三宅裕司:演じている最中に役柄ではない三宅裕司がふと出てきてもいいし、台本にはない時事ネタをちょっと挟んでみてもいいんです。それが笑わすためのものならば。で、ワーッと笑いが増えたところから、また何事もなかったようにストーリーに戻って、最後の感動まで持っていく。笑いってすごいんですよ。ワーッと爆笑すると、脳がすごく柔らかくなるんです。そうするとずっとシリアスで通すより、最後の感動がより大きなものになる。脳が柔らかくなることで感情を出しやすくなるんでしょうね。
そんな効能が笑いにあったとは!

• [提示資料]
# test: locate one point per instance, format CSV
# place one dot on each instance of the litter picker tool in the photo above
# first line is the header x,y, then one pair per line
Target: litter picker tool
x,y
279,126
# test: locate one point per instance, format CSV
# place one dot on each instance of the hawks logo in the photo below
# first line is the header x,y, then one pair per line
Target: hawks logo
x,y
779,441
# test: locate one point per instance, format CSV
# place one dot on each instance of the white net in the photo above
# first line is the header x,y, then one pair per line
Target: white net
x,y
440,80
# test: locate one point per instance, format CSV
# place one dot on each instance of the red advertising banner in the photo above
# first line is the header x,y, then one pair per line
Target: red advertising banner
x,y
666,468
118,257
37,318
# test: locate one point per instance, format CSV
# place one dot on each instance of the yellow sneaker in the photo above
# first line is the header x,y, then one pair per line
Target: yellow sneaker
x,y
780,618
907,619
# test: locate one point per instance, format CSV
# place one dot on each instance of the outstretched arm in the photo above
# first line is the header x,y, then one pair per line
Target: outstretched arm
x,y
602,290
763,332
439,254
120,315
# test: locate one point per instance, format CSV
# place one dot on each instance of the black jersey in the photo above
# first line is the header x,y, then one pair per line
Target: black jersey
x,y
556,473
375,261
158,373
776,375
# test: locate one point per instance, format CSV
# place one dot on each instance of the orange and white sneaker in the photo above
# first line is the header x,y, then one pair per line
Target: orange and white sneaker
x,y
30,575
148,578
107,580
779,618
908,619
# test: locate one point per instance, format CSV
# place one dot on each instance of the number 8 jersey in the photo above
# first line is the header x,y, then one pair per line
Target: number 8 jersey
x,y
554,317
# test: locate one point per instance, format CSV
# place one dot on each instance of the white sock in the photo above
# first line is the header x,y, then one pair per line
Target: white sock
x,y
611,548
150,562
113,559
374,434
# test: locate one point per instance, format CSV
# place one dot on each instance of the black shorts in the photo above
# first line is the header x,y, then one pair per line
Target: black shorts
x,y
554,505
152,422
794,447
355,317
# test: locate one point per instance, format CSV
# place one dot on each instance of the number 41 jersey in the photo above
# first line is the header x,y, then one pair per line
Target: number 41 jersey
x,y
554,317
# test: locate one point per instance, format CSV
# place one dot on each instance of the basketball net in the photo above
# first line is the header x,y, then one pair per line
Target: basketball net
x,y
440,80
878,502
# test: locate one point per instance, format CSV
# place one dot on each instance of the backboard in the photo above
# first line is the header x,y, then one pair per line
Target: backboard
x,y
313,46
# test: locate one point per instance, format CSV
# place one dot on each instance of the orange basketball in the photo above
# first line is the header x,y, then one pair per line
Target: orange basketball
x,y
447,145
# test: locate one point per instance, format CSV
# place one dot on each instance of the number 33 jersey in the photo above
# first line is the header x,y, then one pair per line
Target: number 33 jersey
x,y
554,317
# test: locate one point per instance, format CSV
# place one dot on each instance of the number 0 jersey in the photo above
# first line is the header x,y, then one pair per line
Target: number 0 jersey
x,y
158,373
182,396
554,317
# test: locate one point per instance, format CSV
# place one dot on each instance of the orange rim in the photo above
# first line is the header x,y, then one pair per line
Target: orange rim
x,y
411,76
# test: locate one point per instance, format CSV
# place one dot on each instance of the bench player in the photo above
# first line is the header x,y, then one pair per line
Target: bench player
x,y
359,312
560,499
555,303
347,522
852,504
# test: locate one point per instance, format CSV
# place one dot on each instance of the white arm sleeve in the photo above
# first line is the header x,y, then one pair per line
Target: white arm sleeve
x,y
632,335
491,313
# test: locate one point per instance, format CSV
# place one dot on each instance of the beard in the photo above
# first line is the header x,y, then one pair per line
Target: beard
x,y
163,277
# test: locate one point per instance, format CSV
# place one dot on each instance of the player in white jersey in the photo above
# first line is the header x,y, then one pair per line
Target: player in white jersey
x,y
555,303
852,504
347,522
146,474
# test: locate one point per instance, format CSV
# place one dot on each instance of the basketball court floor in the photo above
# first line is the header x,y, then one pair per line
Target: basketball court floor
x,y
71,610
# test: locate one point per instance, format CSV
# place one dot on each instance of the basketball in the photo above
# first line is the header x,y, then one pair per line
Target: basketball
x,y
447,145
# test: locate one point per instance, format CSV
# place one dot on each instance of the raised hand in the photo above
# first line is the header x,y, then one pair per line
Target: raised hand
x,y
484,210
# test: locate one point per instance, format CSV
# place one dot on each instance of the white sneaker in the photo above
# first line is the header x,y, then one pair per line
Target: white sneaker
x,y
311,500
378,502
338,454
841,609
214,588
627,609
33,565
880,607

• [課題]
1) 本文抜粋では、ワーッと爆笑すると脳がどうなると述べられていますか。
2) 本文抜粋によれば、ずっとシリアスで通すよりも笑いを挟んだほうが、最後の感動が大きくなるのはなぜですか。一文から三文で説明してください。
提示資料は本文抜粋の内容とは関係がありません。

• [演習結果]
1) 脳がすごく柔らかくなると述べられています。

2) 爆笑すると脳がすごく柔らかくなり、感情を出しやすくなるからです。そのため、最後の感動がより大きなものになります。